:: Supplied passage ::

———

Cables such as those designated 266 in FIGS. 9 and 10 are secured to beam
250 in a suitable manner.
By way of example, in an illustrative bridge platform, post 210 is a
W10.times.33 I beam having a length of about 4.0 feet, plate 216 has a
thickness of about 1/2 inch, each channel member 220 and 222 is a
C10.times.13 channel having a length of about 5.0 feet, each angle member
224 has flanges about 3.0 inches long and about 3.0 inches wide and about
1/2 inch thick, the flanges of angle member 234 are about 4.0 inch long
and about 8.0 inch long, respectively, and about 1.2 inch thick, angle
member 240 has the same dimensions as angle member 234, beam 250 is a
W8.times.18 I beam, cables 266 have diameter of about 5/8 inch, and the
bolt and nut fasteners 218, 236 and 242 include 3/4 inch bolts.
FIGS. 11-13 show a clamp assembly for securing cables 70 of work platform
30 exclusively to the bridge steel structure and having the added
capability for installation on bridges with skewed or angled sections. A
skewed or angled bridge section is illustrated in the plan view of FIG. 11
wherein a pair of offset bridge piers or abutments 270 and 272 support a
series of girders or stringers each designated 276 in a skewed or angled
arrangement. A series of cables 280, similar to cables 70 of platform 30,
which support the work platform of the present invention are connected at
opposite ends thereof to cable connector assemblies 284 which, in turn,
are mounted on horizontally disposed beams 286 and 288 located near
corresponding ones of the bridge piers or abutments 270 and 272,
respectively, as viewed in FIG. 11. Beams 286 and 288, in turn, are
supported by an arrangement including a plurality of vertically disposed
post members 292, which are mounted at the upper ends of corresponding
ones of the girders 276 in a manner which will be described. Post members
292 are connected to corresponding ones of the beams 286 and 288 by swivel
connector assemblies 296 which will be described in detail presently.
FIG. 12 shows in further detail the arrangement including one of the post
members 292 for supporting beam 286. Abutment 270 supports girder 276
which along with the other girders and abutment 272 (shown in FIG. 11)

———

:: Exercise task 1 ::
According to the bridge platform passage, what role do cables 280 play, and how are their ends attached?

:: Input for this task ::
———

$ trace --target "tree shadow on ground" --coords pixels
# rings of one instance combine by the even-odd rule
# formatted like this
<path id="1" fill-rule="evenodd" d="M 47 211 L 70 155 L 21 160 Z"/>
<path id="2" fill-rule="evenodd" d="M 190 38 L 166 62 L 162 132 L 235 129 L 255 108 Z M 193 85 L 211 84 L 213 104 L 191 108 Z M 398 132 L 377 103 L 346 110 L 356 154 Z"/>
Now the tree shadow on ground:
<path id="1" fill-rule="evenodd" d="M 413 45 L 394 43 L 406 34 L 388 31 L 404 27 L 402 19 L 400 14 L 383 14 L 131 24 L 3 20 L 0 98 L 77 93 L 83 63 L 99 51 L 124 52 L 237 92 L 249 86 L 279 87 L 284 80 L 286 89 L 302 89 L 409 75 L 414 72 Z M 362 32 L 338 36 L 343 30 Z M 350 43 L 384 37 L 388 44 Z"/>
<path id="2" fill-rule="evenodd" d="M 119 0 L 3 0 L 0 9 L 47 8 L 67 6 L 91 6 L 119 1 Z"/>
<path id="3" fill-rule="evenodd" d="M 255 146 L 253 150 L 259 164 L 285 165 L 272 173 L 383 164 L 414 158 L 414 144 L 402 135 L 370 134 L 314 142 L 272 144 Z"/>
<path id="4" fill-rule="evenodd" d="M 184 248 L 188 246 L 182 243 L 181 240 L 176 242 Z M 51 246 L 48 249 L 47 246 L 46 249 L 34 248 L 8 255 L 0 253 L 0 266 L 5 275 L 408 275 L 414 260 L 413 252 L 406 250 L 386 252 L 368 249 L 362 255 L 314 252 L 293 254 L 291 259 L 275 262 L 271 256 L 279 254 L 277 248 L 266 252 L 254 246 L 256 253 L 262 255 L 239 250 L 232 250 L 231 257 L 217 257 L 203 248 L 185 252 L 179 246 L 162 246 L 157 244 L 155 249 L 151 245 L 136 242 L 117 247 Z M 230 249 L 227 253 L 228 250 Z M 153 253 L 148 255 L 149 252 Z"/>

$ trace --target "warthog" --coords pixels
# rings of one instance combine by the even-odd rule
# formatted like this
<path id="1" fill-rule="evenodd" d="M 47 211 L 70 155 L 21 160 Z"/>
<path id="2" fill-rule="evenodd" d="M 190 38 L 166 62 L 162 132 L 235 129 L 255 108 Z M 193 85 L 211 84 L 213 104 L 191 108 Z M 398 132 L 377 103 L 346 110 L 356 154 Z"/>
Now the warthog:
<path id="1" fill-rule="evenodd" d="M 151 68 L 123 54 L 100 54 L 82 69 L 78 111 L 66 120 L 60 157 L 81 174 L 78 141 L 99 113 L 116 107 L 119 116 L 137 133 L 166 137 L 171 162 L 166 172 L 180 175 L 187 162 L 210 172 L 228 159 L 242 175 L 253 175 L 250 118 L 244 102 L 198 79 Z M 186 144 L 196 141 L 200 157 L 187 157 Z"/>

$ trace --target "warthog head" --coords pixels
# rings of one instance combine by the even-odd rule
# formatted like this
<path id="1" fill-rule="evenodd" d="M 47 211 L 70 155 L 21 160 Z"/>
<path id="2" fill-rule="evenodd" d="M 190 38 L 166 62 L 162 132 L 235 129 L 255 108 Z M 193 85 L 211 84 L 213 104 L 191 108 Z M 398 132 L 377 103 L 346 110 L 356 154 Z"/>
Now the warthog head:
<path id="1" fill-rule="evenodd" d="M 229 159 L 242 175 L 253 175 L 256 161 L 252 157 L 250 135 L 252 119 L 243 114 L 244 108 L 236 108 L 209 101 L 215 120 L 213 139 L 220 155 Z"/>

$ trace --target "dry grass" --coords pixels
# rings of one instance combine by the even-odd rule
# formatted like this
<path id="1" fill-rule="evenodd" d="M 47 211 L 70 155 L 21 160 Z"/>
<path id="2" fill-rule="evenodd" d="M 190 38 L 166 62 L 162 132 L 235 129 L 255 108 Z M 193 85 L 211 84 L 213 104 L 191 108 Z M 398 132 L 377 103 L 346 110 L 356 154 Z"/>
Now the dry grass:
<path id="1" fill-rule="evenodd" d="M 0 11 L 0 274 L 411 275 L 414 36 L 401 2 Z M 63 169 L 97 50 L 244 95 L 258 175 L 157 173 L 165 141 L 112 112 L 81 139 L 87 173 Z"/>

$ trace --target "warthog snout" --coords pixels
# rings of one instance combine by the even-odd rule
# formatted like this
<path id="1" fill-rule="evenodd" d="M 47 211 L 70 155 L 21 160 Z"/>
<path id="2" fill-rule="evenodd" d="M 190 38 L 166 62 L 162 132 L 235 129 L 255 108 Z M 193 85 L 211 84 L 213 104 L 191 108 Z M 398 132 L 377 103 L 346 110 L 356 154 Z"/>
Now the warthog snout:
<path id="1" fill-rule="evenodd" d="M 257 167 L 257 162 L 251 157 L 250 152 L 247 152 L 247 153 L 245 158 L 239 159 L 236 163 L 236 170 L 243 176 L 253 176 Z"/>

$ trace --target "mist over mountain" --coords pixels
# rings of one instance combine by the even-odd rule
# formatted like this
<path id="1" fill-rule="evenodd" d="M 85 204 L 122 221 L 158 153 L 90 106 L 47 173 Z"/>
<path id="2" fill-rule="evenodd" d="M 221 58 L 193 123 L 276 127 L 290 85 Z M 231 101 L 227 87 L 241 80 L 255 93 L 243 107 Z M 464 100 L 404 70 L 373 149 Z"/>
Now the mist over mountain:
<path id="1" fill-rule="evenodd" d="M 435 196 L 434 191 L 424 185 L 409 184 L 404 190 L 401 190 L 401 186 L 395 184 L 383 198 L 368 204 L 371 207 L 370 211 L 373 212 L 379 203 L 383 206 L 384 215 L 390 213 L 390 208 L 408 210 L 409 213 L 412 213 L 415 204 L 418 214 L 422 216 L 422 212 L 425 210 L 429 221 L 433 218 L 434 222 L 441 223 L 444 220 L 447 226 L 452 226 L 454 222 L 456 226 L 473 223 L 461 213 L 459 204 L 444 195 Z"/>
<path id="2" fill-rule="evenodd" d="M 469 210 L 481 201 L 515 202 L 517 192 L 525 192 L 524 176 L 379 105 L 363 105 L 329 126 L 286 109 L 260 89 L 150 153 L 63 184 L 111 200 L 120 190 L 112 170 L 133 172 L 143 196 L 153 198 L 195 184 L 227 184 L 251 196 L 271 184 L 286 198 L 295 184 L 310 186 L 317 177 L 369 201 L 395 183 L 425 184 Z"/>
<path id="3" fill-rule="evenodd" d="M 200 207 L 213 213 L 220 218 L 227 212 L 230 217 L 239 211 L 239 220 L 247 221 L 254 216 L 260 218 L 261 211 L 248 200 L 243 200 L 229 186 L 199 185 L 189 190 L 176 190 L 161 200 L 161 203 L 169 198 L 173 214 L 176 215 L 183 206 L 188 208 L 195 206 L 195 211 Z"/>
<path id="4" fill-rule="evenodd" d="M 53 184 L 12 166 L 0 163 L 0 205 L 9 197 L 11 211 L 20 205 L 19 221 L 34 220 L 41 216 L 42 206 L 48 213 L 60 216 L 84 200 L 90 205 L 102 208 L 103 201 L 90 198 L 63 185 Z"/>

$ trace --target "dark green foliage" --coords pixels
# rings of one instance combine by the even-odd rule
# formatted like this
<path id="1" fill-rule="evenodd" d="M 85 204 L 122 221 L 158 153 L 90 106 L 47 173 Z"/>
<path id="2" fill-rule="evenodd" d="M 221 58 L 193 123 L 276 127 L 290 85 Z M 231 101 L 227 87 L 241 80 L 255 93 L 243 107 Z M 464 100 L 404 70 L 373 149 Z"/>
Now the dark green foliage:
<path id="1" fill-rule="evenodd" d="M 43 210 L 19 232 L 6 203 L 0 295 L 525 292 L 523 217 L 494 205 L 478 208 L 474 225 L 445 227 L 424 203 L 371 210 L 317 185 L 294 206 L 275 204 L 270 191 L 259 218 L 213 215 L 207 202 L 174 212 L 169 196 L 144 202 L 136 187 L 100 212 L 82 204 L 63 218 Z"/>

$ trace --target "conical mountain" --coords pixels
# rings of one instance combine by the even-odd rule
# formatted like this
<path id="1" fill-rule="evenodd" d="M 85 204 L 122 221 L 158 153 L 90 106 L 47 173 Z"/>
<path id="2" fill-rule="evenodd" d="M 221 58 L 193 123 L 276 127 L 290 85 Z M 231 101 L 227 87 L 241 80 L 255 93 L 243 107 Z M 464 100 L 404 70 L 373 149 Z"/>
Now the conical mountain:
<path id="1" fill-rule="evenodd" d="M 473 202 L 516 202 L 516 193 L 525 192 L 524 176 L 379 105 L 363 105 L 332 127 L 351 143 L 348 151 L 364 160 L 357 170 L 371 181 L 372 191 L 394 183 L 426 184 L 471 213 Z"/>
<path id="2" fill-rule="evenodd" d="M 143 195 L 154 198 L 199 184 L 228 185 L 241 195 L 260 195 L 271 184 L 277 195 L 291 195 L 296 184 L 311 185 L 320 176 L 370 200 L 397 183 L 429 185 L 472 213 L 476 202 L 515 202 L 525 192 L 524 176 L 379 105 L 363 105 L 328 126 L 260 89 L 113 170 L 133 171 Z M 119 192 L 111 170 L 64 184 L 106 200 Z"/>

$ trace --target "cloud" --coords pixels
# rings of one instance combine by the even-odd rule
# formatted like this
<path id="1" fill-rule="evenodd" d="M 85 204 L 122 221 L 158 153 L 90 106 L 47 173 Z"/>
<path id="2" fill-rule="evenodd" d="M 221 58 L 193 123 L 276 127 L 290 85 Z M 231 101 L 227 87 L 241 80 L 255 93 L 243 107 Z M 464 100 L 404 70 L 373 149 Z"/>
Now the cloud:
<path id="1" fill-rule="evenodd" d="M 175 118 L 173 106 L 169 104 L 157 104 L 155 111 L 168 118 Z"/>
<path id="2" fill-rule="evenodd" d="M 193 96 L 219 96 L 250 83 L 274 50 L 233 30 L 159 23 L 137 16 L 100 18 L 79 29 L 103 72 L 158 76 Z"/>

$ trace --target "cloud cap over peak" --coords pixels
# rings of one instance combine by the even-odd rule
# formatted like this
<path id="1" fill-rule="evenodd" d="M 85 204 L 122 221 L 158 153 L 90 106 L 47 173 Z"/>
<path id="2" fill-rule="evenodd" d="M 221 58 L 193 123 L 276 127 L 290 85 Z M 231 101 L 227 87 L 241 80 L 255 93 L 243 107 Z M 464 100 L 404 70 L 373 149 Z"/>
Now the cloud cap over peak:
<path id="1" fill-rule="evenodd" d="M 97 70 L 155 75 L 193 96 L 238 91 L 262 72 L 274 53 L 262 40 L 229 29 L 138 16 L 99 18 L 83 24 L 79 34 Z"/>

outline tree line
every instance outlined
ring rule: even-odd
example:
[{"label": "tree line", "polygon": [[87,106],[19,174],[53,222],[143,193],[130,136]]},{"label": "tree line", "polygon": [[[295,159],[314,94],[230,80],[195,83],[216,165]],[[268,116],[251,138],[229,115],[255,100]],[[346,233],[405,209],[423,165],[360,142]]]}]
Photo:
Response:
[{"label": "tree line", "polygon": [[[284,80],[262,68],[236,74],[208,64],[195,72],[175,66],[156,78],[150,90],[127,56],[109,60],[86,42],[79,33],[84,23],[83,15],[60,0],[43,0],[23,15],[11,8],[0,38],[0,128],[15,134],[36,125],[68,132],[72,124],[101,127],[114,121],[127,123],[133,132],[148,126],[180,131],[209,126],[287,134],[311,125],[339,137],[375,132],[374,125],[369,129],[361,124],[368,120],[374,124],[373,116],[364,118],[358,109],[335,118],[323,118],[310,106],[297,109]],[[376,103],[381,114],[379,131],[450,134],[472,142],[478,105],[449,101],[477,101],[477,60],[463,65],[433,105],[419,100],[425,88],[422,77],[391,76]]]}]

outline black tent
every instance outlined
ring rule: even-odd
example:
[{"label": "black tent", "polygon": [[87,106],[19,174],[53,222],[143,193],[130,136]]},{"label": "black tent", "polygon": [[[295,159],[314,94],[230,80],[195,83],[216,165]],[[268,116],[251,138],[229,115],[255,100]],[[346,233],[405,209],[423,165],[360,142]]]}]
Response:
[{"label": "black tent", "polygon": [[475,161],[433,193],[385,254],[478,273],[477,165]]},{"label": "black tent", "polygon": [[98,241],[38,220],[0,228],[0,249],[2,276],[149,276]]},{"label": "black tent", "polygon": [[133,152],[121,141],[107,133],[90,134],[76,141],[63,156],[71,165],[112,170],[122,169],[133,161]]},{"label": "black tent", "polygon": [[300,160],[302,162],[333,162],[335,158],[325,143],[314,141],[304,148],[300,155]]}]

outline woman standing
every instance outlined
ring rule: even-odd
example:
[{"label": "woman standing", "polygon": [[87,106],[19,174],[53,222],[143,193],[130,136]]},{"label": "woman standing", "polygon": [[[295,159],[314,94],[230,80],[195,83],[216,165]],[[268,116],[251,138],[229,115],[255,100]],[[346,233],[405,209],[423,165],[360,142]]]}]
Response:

———

:: Exercise task 2 ::
Take the entries from their first line through the line holding "119 0 L 3 0", inclusive, and replace "tree shadow on ground" with "shadow of the tree on the ground" throughout. Give only those lines, with everything else left unchanged.

:: Result 1 ::
Cables 280 support the work platform. Their opposite ends connect to cable connector assemblies 284. Those assemblies are mounted on horizontally disposed beams 286 and 288, which sit near bridge piers or abutments 270 and 272.

:: Result 2 ::
$ trace --target "shadow of the tree on the ground" --coords pixels
# rings of one instance combine by the even-odd rule
# formatted like this
<path id="1" fill-rule="evenodd" d="M 47 211 L 70 155 L 21 160 Z"/>
<path id="2" fill-rule="evenodd" d="M 190 38 L 166 62 L 162 132 L 235 129 L 255 108 Z M 193 85 L 211 84 L 213 104 L 191 108 Z M 398 132 L 377 103 L 346 110 L 356 154 Z"/>
Now the shadow of the tree on the ground:
<path id="1" fill-rule="evenodd" d="M 413 45 L 394 43 L 406 34 L 388 31 L 404 27 L 402 19 L 400 14 L 383 14 L 131 24 L 3 20 L 0 98 L 77 93 L 83 63 L 99 51 L 124 52 L 237 92 L 249 86 L 279 87 L 284 80 L 286 89 L 302 89 L 409 75 L 414 72 Z M 362 32 L 338 36 L 343 30 Z M 350 43 L 384 37 L 388 44 Z"/>
<path id="2" fill-rule="evenodd" d="M 119 0 L 3 0 L 0 9 L 47 8 L 67 6 L 91 6 L 119 1 Z"/>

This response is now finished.